[start]

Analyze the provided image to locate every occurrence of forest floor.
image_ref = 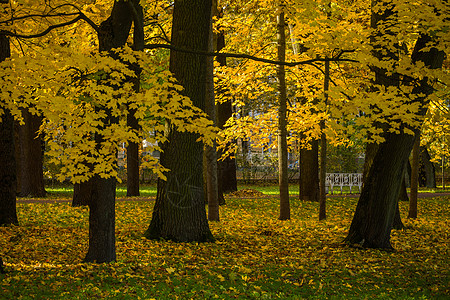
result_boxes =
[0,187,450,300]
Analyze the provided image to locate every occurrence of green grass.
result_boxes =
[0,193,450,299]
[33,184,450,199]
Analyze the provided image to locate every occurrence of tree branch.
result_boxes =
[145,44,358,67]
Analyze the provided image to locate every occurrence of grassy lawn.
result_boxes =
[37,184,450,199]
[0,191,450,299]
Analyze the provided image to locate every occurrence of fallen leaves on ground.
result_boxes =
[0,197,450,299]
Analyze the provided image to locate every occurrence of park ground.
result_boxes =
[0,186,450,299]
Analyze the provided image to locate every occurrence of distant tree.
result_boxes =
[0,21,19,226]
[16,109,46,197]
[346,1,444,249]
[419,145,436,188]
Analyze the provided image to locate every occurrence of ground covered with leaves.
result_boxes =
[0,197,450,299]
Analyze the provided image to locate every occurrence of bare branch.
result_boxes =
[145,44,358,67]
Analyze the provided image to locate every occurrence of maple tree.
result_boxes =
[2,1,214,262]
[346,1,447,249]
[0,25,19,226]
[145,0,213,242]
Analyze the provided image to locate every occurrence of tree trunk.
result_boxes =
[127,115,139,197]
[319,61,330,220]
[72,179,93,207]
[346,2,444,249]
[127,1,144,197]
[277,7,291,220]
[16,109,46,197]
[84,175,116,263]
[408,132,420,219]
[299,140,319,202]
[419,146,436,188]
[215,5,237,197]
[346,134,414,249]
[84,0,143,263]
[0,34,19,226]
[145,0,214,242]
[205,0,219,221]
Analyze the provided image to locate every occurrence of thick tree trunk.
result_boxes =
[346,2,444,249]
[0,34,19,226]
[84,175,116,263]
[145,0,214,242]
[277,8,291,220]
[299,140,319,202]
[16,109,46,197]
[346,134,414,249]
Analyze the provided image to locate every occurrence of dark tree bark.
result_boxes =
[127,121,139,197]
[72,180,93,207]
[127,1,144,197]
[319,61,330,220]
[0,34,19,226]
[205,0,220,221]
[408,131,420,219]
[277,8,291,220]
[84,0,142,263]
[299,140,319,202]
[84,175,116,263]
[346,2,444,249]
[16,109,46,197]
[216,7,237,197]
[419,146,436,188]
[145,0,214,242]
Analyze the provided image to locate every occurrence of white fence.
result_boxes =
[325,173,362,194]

[end]
[start]

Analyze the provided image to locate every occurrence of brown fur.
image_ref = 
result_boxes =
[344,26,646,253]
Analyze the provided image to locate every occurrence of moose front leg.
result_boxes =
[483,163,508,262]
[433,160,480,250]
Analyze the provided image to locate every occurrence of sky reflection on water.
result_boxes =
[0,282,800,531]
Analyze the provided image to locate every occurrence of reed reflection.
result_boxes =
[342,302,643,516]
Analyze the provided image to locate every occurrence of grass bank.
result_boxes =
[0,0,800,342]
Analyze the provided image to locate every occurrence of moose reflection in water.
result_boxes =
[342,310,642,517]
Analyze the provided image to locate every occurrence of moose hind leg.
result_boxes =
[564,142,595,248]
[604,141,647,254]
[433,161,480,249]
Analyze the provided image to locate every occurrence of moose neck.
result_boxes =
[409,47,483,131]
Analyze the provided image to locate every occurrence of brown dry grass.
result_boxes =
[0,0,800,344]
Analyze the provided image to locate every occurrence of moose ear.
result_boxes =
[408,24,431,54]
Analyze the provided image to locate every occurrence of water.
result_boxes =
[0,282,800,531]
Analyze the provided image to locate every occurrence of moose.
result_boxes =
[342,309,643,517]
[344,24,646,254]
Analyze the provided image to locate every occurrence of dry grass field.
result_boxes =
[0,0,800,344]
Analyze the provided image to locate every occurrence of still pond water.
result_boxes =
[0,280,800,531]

[end]

Can you reproduce the listing line for line, beginning at the line that contains "Analyze the provided image to locate every occurrence of forest" and stopping after the line that contains "[33,184,450,199]"? Leave any pictures out of your copy.

* [EXERCISE ANSWER]
Analyze the provided image to locate every occurrence of forest floor.
image_ref = 
result_boxes =
[0,187,450,300]
Analyze the provided image to locate every occurrence of green grass.
result_boxes =
[0,193,450,299]
[33,184,450,199]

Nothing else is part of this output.